##### Source data

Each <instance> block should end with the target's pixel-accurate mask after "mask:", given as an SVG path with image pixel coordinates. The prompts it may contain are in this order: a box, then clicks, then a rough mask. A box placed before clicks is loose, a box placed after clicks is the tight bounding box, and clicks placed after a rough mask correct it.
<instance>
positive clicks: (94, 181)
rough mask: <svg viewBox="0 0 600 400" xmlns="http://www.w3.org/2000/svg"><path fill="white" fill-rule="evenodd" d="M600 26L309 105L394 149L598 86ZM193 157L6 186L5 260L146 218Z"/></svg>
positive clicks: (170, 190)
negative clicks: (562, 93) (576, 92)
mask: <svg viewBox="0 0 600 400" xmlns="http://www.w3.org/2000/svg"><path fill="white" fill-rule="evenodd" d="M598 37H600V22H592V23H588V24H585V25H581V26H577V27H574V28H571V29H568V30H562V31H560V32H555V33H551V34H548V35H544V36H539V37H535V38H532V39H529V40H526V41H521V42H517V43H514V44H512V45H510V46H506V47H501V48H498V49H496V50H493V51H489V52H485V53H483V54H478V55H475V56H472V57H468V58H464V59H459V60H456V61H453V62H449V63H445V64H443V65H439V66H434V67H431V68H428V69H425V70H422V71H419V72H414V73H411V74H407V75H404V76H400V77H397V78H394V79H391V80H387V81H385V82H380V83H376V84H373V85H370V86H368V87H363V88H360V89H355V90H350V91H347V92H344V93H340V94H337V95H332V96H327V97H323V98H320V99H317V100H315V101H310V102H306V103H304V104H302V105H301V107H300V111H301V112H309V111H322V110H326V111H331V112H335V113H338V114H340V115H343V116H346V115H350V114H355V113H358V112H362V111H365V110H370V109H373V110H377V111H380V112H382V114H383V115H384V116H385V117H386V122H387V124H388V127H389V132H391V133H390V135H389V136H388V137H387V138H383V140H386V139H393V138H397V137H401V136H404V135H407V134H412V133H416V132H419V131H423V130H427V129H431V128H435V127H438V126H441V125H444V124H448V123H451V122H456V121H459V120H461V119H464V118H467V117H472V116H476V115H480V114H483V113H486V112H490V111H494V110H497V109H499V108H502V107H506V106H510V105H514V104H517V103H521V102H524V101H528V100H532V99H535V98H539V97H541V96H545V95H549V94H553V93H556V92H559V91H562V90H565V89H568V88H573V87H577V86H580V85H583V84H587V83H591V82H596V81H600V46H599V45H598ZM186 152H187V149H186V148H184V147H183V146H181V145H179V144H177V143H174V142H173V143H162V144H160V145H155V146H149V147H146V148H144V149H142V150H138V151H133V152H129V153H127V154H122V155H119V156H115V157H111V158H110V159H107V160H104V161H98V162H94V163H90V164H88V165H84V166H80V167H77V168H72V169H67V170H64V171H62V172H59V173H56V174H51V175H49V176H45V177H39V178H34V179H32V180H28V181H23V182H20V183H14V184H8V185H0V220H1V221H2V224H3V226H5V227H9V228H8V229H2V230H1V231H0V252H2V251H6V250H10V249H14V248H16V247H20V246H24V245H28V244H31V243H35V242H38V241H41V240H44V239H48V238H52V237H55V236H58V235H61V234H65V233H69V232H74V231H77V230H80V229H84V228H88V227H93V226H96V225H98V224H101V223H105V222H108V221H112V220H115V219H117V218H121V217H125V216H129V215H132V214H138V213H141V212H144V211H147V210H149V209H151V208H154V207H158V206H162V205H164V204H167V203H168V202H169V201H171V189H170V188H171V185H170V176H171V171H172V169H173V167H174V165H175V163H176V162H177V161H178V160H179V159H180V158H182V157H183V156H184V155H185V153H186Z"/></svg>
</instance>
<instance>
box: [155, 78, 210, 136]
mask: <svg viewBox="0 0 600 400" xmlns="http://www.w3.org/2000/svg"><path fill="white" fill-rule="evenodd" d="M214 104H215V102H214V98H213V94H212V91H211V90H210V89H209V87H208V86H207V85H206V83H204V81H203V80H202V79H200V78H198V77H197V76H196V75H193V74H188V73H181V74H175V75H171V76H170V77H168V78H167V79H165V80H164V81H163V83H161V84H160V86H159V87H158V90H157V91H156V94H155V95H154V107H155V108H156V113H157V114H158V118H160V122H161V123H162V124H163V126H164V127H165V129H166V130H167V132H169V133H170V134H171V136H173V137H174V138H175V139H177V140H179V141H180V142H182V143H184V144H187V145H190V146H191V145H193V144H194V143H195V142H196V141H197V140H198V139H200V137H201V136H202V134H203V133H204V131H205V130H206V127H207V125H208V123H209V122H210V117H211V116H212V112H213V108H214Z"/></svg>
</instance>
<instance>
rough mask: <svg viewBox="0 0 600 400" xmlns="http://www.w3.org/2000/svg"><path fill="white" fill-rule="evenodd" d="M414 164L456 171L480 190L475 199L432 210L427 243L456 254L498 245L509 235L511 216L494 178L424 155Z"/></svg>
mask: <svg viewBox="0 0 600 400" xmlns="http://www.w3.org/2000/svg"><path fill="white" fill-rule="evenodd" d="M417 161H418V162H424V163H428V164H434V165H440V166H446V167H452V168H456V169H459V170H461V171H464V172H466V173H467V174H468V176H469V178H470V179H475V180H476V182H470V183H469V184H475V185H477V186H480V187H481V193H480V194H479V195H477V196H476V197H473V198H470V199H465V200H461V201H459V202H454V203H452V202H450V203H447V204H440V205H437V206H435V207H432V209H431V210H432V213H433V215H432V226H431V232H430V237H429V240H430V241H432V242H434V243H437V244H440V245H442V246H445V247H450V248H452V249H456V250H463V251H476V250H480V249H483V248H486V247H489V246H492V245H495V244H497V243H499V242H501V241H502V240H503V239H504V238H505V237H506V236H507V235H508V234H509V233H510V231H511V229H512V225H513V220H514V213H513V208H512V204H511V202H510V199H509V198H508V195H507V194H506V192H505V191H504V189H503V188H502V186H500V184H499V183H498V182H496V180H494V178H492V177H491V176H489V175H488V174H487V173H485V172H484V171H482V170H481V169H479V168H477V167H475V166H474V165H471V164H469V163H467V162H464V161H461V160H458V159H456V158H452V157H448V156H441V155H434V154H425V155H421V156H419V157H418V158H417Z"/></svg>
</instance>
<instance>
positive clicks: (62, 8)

##########

> [What you will do] Copy out all of the listing, exactly as it reads.

> [Written solution]
Each <instance> block should end with the target's pixel-accurate mask after "mask:", given as an SVG path with image pixel coordinates. The prompts it may contain are in this order: a box, then clicks, then a rough mask. A box placed before clicks is loose, a box placed after clicks is the tight bounding box, and clicks placed after a rough mask correct it.
<instance>
positive clicks: (94, 181)
rough mask: <svg viewBox="0 0 600 400" xmlns="http://www.w3.org/2000/svg"><path fill="white" fill-rule="evenodd" d="M600 26L309 105L394 149L598 86ZM193 157L6 186L5 260L146 218Z"/></svg>
positive clicks: (170, 190)
negative clicks: (562, 93) (576, 92)
mask: <svg viewBox="0 0 600 400" xmlns="http://www.w3.org/2000/svg"><path fill="white" fill-rule="evenodd" d="M598 37H600V22H592V23H588V24H585V25H581V26H577V27H574V28H571V29H568V30H562V31H560V32H555V33H551V34H548V35H544V36H539V37H535V38H532V39H529V40H526V41H521V42H517V43H514V44H512V45H510V46H506V47H501V48H498V49H496V50H493V51H489V52H485V53H483V54H478V55H475V56H472V57H468V58H464V59H459V60H456V61H453V62H449V63H445V64H443V65H439V66H434V67H431V68H428V69H425V70H422V71H419V72H414V73H411V74H407V75H404V76H400V77H397V78H394V79H391V80H387V81H385V82H380V83H376V84H373V85H370V86H368V87H363V88H360V89H355V90H350V91H347V92H344V93H340V94H337V95H332V96H327V97H323V98H320V99H317V100H315V101H310V102H306V103H304V104H302V105H301V107H300V111H301V112H309V111H322V110H326V111H331V112H335V113H338V114H340V115H343V116H346V115H350V114H355V113H358V112H362V111H365V110H370V109H373V110H377V111H380V112H382V114H383V115H384V116H385V117H386V122H387V124H388V127H389V132H391V133H390V135H389V136H388V137H387V138H383V140H386V139H393V138H397V137H401V136H404V135H407V134H412V133H416V132H419V131H423V130H427V129H431V128H435V127H438V126H441V125H444V124H448V123H451V122H456V121H459V120H461V119H464V118H467V117H472V116H476V115H480V114H483V113H486V112H490V111H494V110H497V109H499V108H502V107H506V106H510V105H514V104H517V103H521V102H524V101H528V100H532V99H535V98H539V97H541V96H545V95H549V94H553V93H556V92H559V91H562V90H565V89H568V88H573V87H577V86H580V85H583V84H587V83H591V82H596V81H600V46H599V45H598ZM186 152H187V149H186V148H184V147H183V146H181V145H179V144H177V143H174V142H173V143H162V144H160V145H155V146H149V147H146V148H144V149H142V150H138V151H133V152H129V153H127V154H122V155H119V156H115V157H111V158H110V159H107V160H104V161H98V162H94V163H90V164H88V165H84V166H80V167H77V168H72V169H67V170H64V171H62V172H59V173H56V174H51V175H49V176H45V177H39V178H34V179H32V180H28V181H23V182H20V183H14V184H8V185H0V220H1V221H2V224H3V226H5V227H9V228H8V229H2V230H1V231H0V252H2V251H6V250H10V249H14V248H16V247H20V246H24V245H28V244H31V243H35V242H38V241H41V240H44V239H48V238H52V237H55V236H58V235H61V234H65V233H69V232H74V231H77V230H80V229H84V228H88V227H93V226H96V225H98V224H101V223H105V222H108V221H112V220H115V219H117V218H121V217H125V216H129V215H132V214H138V213H141V212H144V211H147V210H149V209H151V208H154V207H158V206H162V205H164V204H167V203H168V202H169V201H171V189H170V188H171V185H170V176H171V171H172V169H173V167H174V165H175V163H176V162H177V161H178V160H179V159H180V158H182V157H183V156H184V155H185V153H186Z"/></svg>
</instance>
<instance>
box: [155, 78, 210, 136]
mask: <svg viewBox="0 0 600 400" xmlns="http://www.w3.org/2000/svg"><path fill="white" fill-rule="evenodd" d="M214 104H215V102H214V98H213V94H212V91H211V90H210V89H209V87H208V86H207V85H206V83H204V81H203V80H202V79H200V78H198V77H197V76H196V75H193V74H188V73H181V74H175V75H171V76H170V77H168V78H167V79H165V80H164V81H163V83H161V84H160V86H159V87H158V90H157V91H156V94H155V95H154V107H155V108H156V113H157V114H158V118H160V122H161V123H162V124H163V126H164V127H165V129H166V130H167V132H169V133H170V134H171V136H173V137H174V138H175V139H177V140H179V141H180V142H182V143H184V144H187V145H190V146H191V145H193V144H194V143H195V142H196V141H197V140H198V139H200V137H201V136H202V134H203V133H204V131H205V130H206V127H207V125H208V123H209V122H210V117H211V116H212V112H213V108H214Z"/></svg>
</instance>
<instance>
rough mask: <svg viewBox="0 0 600 400" xmlns="http://www.w3.org/2000/svg"><path fill="white" fill-rule="evenodd" d="M414 164L456 171L480 190L475 199L432 210L427 243L456 254L498 245L509 235L511 216L494 178L424 155Z"/></svg>
mask: <svg viewBox="0 0 600 400" xmlns="http://www.w3.org/2000/svg"><path fill="white" fill-rule="evenodd" d="M417 161H418V162H424V163H428V164H434V165H440V166H446V167H452V168H456V169H459V170H461V171H464V172H466V173H467V174H468V176H469V178H470V179H475V180H476V182H470V183H469V184H475V185H477V186H480V187H481V193H480V194H479V195H477V196H476V197H473V198H470V199H465V200H461V201H459V202H454V203H452V202H450V203H447V204H440V205H437V206H435V207H432V209H431V210H432V213H433V215H432V226H431V232H430V237H429V240H430V241H432V242H434V243H437V244H440V245H442V246H445V247H450V248H452V249H456V250H463V251H476V250H480V249H483V248H486V247H489V246H492V245H495V244H497V243H499V242H501V241H502V240H503V239H504V238H505V237H506V236H507V235H508V234H509V233H510V231H511V229H512V225H513V220H514V213H513V208H512V204H511V202H510V199H509V198H508V195H507V194H506V192H505V191H504V189H503V188H502V186H500V184H499V183H498V182H496V180H494V178H492V177H491V176H489V175H488V174H487V173H485V172H484V171H482V170H481V169H479V168H477V167H475V166H474V165H471V164H469V163H467V162H464V161H461V160H458V159H456V158H452V157H448V156H441V155H434V154H425V155H421V156H419V157H418V158H417Z"/></svg>
</instance>
<instance>
positive clicks: (62, 8)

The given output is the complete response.